* Directive: Word for word, transcribe the lines from the one containing "Q: For each instance of the concrete balcony" through the end of the entries, both included, and nothing else.

* Supplied data:

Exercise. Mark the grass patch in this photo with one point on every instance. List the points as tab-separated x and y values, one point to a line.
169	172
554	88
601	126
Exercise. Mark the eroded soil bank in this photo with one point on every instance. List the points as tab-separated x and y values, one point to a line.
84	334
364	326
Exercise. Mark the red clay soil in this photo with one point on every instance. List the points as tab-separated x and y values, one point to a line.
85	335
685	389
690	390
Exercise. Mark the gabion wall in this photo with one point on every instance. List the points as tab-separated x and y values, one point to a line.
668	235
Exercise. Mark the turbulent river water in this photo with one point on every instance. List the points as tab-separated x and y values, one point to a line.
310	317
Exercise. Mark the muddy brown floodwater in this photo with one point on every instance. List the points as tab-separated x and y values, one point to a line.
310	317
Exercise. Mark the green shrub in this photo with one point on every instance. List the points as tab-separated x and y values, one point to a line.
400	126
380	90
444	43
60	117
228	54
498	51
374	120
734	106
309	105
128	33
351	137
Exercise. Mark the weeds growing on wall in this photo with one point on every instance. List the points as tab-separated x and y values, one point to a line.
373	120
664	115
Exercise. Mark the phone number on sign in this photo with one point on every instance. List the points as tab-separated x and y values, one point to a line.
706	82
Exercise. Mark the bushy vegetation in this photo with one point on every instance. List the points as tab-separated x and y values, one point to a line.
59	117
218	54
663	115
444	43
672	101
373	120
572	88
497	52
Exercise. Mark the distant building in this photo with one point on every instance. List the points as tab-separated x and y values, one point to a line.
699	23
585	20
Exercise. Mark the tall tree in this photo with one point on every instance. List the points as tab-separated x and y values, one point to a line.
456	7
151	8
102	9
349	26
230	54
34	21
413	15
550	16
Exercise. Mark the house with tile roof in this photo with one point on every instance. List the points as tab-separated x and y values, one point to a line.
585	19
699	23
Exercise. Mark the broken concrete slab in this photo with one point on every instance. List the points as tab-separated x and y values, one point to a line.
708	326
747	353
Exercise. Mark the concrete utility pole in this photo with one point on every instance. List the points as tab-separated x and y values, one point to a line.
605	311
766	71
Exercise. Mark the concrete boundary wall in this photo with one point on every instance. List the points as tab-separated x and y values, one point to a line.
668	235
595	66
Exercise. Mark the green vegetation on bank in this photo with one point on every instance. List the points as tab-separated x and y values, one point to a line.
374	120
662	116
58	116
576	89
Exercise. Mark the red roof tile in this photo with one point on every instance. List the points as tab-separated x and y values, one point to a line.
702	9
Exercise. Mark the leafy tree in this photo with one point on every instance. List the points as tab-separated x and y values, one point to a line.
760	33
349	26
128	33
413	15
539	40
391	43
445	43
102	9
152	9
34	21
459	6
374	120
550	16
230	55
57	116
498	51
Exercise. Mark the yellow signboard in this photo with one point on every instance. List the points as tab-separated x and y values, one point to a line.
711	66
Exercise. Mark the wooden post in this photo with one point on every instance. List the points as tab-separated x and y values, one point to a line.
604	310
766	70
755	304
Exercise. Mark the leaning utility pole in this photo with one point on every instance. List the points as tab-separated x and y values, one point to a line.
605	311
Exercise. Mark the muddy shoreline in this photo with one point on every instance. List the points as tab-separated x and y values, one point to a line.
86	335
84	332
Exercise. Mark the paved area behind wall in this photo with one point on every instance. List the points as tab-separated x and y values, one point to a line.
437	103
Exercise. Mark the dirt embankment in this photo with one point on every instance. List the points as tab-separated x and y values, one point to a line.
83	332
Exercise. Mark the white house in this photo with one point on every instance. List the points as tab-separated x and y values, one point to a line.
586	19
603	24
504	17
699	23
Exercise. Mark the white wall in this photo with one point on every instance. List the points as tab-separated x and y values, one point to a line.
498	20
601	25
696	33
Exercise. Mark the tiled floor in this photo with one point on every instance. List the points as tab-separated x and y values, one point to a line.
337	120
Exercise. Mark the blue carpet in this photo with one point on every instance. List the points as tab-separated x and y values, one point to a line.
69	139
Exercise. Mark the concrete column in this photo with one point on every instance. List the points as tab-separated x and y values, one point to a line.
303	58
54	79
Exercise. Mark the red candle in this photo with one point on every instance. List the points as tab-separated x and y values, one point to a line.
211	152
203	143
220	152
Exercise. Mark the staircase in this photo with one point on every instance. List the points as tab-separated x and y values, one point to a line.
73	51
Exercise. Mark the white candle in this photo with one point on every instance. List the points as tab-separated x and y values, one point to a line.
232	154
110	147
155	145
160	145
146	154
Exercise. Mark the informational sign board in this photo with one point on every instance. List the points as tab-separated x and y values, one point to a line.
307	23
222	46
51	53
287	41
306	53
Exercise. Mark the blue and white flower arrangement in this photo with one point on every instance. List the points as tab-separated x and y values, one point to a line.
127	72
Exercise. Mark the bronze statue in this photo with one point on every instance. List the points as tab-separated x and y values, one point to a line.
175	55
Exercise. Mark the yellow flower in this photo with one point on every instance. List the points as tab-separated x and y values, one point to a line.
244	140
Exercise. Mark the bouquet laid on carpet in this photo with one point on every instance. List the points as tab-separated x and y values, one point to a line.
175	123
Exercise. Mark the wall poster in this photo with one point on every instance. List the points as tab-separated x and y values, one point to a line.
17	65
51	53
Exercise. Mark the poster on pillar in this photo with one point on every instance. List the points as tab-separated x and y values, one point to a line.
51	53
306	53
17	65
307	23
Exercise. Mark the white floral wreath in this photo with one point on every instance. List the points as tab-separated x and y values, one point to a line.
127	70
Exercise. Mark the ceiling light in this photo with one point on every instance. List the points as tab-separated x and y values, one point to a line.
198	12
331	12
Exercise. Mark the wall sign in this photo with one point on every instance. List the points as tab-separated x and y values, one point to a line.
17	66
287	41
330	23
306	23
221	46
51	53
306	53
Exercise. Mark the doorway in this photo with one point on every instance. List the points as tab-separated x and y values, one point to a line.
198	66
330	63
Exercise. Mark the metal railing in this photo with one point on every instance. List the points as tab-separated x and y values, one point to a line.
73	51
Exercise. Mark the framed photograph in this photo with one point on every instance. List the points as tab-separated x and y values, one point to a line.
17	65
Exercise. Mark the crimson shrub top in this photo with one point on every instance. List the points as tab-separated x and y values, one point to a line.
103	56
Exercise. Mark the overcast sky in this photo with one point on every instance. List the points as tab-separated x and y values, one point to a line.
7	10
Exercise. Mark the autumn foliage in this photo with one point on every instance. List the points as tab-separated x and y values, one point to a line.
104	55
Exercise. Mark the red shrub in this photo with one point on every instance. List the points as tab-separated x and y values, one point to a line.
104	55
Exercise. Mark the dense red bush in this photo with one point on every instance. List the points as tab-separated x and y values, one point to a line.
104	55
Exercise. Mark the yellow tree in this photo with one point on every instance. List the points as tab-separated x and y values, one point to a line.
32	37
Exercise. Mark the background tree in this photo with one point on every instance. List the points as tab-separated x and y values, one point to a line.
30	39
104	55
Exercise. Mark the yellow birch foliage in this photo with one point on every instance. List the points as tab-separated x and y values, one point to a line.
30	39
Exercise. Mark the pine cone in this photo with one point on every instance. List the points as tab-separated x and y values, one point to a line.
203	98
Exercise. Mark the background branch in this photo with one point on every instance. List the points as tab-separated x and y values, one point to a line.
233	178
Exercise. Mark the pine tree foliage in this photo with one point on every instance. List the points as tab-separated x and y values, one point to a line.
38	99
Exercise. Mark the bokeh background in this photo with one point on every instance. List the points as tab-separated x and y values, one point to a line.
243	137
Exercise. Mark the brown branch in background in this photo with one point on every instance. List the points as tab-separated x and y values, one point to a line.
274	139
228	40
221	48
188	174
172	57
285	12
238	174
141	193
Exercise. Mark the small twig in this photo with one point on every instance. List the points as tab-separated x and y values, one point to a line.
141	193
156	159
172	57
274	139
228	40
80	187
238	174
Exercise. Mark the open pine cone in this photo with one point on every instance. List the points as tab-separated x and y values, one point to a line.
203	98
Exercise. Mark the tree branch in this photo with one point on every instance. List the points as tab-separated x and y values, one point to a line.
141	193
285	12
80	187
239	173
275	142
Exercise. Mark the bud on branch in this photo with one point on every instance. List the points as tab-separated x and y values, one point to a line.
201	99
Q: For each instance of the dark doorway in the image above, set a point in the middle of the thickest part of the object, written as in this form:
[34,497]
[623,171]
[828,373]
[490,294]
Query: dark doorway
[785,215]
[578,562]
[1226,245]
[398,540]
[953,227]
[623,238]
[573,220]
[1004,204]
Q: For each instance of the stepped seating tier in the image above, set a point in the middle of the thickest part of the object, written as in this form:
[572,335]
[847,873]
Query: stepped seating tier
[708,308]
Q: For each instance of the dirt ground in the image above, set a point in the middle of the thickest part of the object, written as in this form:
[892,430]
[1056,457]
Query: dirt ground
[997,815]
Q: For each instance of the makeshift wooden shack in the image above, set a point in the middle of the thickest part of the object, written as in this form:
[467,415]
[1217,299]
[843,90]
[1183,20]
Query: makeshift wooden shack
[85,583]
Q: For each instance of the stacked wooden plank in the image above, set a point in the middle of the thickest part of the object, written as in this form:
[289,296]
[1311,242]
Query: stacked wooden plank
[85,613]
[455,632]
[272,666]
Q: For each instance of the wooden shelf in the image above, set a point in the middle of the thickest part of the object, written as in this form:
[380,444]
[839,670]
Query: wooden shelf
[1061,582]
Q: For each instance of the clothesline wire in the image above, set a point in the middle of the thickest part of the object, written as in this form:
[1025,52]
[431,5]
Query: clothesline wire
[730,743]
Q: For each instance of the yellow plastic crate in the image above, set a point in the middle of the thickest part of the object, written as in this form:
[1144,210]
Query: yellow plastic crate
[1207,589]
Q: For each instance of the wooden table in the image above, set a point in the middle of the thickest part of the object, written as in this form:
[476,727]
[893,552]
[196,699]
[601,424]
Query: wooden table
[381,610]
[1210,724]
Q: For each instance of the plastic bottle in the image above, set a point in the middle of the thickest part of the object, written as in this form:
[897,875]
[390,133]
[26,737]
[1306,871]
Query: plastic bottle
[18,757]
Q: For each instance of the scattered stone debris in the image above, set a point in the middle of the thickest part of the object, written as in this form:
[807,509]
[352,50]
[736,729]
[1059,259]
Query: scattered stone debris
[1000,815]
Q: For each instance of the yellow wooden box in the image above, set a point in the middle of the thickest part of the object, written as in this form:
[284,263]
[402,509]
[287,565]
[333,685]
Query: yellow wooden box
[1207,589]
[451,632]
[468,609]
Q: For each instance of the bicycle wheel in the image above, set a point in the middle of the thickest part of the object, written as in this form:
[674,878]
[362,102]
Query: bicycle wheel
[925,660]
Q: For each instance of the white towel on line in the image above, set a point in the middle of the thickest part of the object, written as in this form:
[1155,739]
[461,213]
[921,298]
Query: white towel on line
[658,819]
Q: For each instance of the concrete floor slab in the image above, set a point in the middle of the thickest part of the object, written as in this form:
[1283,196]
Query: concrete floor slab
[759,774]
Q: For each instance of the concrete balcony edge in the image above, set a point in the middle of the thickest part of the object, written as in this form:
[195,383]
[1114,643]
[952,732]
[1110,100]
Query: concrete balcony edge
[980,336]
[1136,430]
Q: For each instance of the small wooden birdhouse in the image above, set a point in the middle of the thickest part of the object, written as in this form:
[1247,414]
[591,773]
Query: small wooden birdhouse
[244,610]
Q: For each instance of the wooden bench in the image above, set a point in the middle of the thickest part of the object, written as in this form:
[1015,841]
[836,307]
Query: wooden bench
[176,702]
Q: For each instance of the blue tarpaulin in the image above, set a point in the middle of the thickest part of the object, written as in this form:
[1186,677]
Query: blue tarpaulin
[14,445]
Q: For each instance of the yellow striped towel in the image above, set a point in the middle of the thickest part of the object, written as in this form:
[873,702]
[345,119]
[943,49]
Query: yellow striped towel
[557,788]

* Exercise output:
Q: For each instance of the concrete balcony edge in the image above, set a point in the middle of the thickest part of the object, written as in this form:
[195,383]
[1114,643]
[952,732]
[1110,100]
Query: concrete balcony edge
[980,336]
[1136,430]
Q: For each instance of the small wooden birdhouse in the image above, set a point in the middle of the thickest part of the object, written as in this form:
[1247,414]
[591,773]
Query: small wooden birdhouse
[244,610]
Q: For each instance of the wooden bench in the image above, set a point in the middle of the thickest part of the object, written as in this form:
[1015,841]
[836,307]
Query: wooden bench
[176,702]
Q: For each instance of the blue tarpaulin in the image above, set a point in the middle of the thickest part of the object, written as in this form:
[1186,677]
Query: blue tarpaulin
[14,445]
Q: For each instance of the yellow striped towel in the image above, set a point in the middle of the thickest part of the object, written as in this form:
[873,702]
[345,119]
[943,49]
Query: yellow striped towel
[557,788]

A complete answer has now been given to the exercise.